::: STORED DATA

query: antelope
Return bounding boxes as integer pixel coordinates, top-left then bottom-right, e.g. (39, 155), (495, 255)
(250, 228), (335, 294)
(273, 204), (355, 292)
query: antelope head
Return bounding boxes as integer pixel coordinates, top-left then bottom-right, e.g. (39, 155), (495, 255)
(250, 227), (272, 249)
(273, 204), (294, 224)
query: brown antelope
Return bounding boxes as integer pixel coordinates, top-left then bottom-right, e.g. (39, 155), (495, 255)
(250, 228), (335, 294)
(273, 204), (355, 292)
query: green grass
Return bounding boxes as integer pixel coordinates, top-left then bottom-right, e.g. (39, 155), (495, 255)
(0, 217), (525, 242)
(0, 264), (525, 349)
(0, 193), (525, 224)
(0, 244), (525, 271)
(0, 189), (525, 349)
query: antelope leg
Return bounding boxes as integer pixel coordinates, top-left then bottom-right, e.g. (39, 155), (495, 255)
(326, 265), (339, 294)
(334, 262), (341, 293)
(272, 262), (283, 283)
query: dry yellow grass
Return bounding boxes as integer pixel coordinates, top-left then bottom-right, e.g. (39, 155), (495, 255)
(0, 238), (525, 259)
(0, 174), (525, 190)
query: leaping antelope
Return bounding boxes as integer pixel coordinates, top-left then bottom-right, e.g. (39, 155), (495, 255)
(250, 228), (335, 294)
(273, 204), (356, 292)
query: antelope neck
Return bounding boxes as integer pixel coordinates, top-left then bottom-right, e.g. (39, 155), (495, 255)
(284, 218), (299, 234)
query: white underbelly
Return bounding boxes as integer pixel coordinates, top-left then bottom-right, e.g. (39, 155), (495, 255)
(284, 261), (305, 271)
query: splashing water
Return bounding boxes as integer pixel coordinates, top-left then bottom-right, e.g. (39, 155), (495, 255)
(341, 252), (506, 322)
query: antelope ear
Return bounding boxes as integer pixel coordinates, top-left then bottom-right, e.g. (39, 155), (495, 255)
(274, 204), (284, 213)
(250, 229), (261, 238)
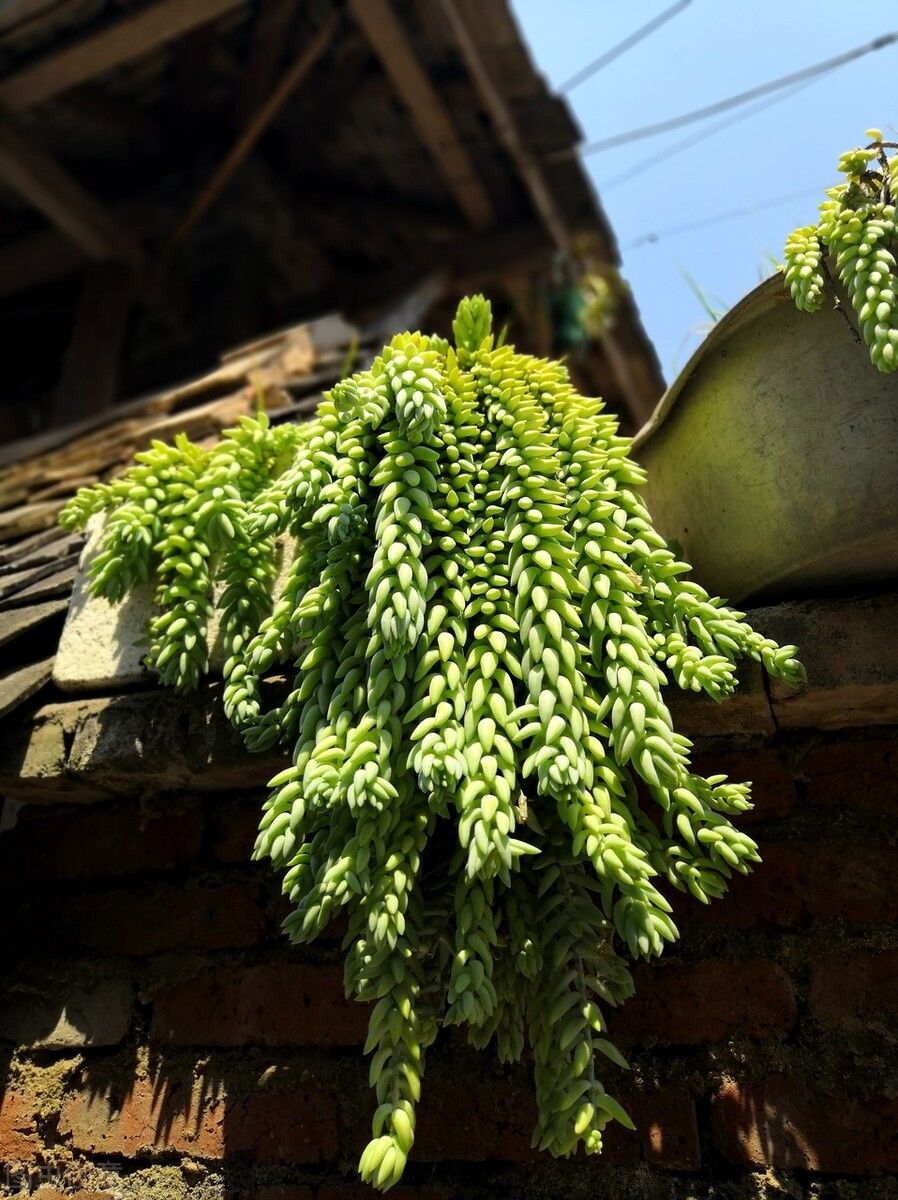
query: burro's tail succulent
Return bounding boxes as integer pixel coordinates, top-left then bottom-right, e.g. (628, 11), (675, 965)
(783, 130), (898, 371)
(62, 296), (803, 1188)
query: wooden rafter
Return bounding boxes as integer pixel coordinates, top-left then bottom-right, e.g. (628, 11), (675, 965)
(0, 0), (243, 109)
(434, 0), (654, 425)
(237, 0), (299, 128)
(351, 0), (496, 229)
(163, 12), (340, 258)
(46, 263), (133, 426)
(0, 112), (144, 274)
(432, 0), (571, 253)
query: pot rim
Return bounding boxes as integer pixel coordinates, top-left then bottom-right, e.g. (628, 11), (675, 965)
(633, 271), (792, 450)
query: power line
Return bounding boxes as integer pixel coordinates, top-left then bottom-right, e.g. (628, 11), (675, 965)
(597, 76), (821, 196)
(558, 0), (692, 96)
(547, 32), (898, 161)
(624, 187), (824, 250)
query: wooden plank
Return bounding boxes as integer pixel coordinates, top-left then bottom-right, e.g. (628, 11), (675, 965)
(47, 263), (133, 426)
(0, 551), (80, 608)
(0, 0), (244, 109)
(0, 500), (65, 541)
(439, 0), (571, 253)
(162, 12), (340, 252)
(0, 112), (144, 272)
(0, 229), (84, 299)
(0, 659), (53, 716)
(0, 600), (68, 646)
(349, 0), (496, 229)
(439, 0), (653, 426)
(0, 554), (80, 608)
(237, 0), (299, 128)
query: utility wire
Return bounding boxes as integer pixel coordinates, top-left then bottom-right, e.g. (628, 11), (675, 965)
(597, 76), (822, 196)
(558, 0), (692, 96)
(547, 32), (898, 161)
(624, 187), (825, 250)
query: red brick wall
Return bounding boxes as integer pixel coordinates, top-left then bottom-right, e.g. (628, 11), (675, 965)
(0, 597), (898, 1200)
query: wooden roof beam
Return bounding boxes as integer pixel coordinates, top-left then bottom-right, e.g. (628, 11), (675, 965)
(434, 0), (654, 425)
(349, 0), (496, 229)
(0, 112), (145, 275)
(0, 0), (243, 109)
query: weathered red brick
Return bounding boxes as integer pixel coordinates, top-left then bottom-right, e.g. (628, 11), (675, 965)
(226, 1183), (312, 1200)
(412, 1079), (539, 1163)
(763, 594), (898, 730)
(51, 881), (265, 955)
(688, 841), (898, 929)
(802, 737), (898, 814)
(695, 746), (795, 826)
(0, 800), (203, 883)
(211, 796), (263, 863)
(225, 1085), (339, 1163)
(30, 1187), (115, 1200)
(59, 1079), (226, 1158)
(0, 1092), (41, 1163)
(316, 1185), (448, 1200)
(666, 662), (776, 737)
(630, 1086), (701, 1171)
(151, 962), (369, 1046)
(59, 1080), (337, 1163)
(711, 1075), (898, 1175)
(0, 974), (133, 1050)
(609, 959), (796, 1045)
(809, 950), (898, 1031)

::::::

DIRECTIVE
Write out all of the lines above again, switching every "bounding boxes" to "box outlines" and changing nothing else. Leave the pictures out of your answer.

SOLUTION FOR THIS TASK
query: antelope
Return box outlines as integer pixel coordinates, top-left then bottom-right, e.g. (39, 155), (495, 255)
(250, 228), (335, 294)
(273, 204), (355, 292)
query: antelope head
Return box outlines as integer pixel coordinates, top-left then bottom-right, e.g. (39, 155), (495, 255)
(250, 227), (272, 249)
(273, 204), (294, 224)
query: brown antelope
Return box outlines as integer pixel coordinates, top-left then bottom-right, e.g. (39, 155), (495, 255)
(250, 228), (335, 294)
(273, 204), (355, 292)
query: green grass
Return box outlines as integer pixel coordinates, top-left then bottom-right, e.g. (39, 155), (495, 255)
(0, 217), (525, 242)
(0, 264), (525, 349)
(0, 193), (525, 224)
(0, 244), (525, 271)
(0, 189), (525, 349)
query: antelope leg
Return box outlines as integer pixel coordinates, top-left then bottom-right, e.g. (39, 155), (495, 255)
(326, 265), (339, 294)
(334, 262), (341, 293)
(272, 262), (283, 283)
query: dry yellow grass
Return box outlines as integer pixel coordinates, top-left then bottom-right, e.g. (39, 155), (495, 255)
(0, 238), (525, 259)
(0, 174), (525, 190)
query: leaping antelope
Return box outlines as integer pixel coordinates, top-left then bottom-right, e.g. (39, 155), (495, 255)
(250, 228), (335, 294)
(273, 204), (356, 292)
query: antelope neck
Return box outlines as integer pixel coordinates, top-left then bottom-right, e.g. (39, 155), (495, 255)
(284, 218), (299, 234)
query: white underbelly
Return box outlines as integer pixel coordinates, top-left then bottom-right, e.g. (39, 155), (495, 255)
(284, 261), (305, 271)
query: splashing water
Return box outlines as integer pixel coordinates, top-left then bottom-right, e.g. (39, 155), (495, 255)
(341, 252), (506, 322)
query: antelope ear
Return box outlines as integer pixel coordinates, top-left then bottom-right, e.g. (39, 155), (495, 255)
(274, 204), (284, 213)
(250, 229), (261, 238)
query: burro's tail succulent
Return box outlines as integer pixel coordinates, top-left then bottom-right, e.g. (628, 11), (675, 965)
(783, 130), (898, 371)
(62, 296), (803, 1188)
query: wooden rafter
Return box outlines as integer pixel coordinates, top-left then bottom-right, e.g. (628, 11), (675, 965)
(0, 0), (243, 109)
(434, 0), (654, 425)
(237, 0), (299, 128)
(351, 0), (496, 229)
(163, 12), (340, 258)
(46, 263), (133, 426)
(0, 112), (144, 274)
(432, 0), (571, 253)
query: pot rim
Return box outlines as integer pixel coordinates, top-left then bottom-right, e.g. (628, 11), (675, 965)
(633, 271), (792, 450)
query: power line
Return box outlines as integer pixel coordinates, top-left then bottom-right, e.g. (628, 11), (675, 965)
(597, 76), (821, 196)
(558, 0), (692, 96)
(547, 32), (898, 161)
(624, 187), (824, 250)
query: wooden plank
Return box outlines as integer pixel coordinates, top-left then bottom-right, e.g. (628, 11), (675, 965)
(47, 263), (133, 426)
(0, 551), (80, 608)
(0, 0), (244, 109)
(0, 500), (65, 541)
(439, 0), (571, 253)
(162, 12), (340, 252)
(0, 112), (144, 272)
(0, 229), (84, 299)
(0, 659), (53, 716)
(0, 600), (68, 646)
(349, 0), (496, 229)
(439, 0), (653, 426)
(0, 554), (80, 608)
(237, 0), (299, 128)
query: utility wire
Return box outlines as integer pixel coordinates, top-left then bottom-right, e.g. (628, 11), (675, 965)
(597, 76), (822, 196)
(558, 0), (692, 96)
(547, 32), (898, 161)
(624, 187), (825, 250)
query: red brick wall
Return box outlines as integer pixel coordinates, top-left then bottom-right, e.g. (628, 11), (675, 965)
(0, 597), (898, 1200)
query: wooden roof beam
Return box outlines as integer pixel coordinates, top-left then bottom-right, e.g. (628, 11), (675, 965)
(434, 0), (654, 425)
(349, 0), (496, 229)
(0, 112), (145, 275)
(0, 0), (243, 109)
query: weathered red brick
Return box outlines as integer pixel coordinates, top-left then bottom-right, e.g. (628, 11), (675, 965)
(226, 1183), (312, 1200)
(412, 1079), (539, 1163)
(763, 594), (898, 730)
(51, 881), (265, 955)
(688, 841), (898, 929)
(802, 737), (898, 814)
(695, 746), (795, 826)
(0, 800), (203, 883)
(211, 796), (263, 863)
(225, 1085), (339, 1163)
(30, 1187), (115, 1200)
(59, 1079), (226, 1158)
(0, 1092), (41, 1163)
(316, 1185), (448, 1200)
(666, 662), (776, 737)
(630, 1086), (701, 1171)
(151, 962), (369, 1046)
(59, 1080), (337, 1163)
(711, 1075), (898, 1175)
(0, 974), (133, 1050)
(609, 959), (796, 1045)
(809, 950), (898, 1031)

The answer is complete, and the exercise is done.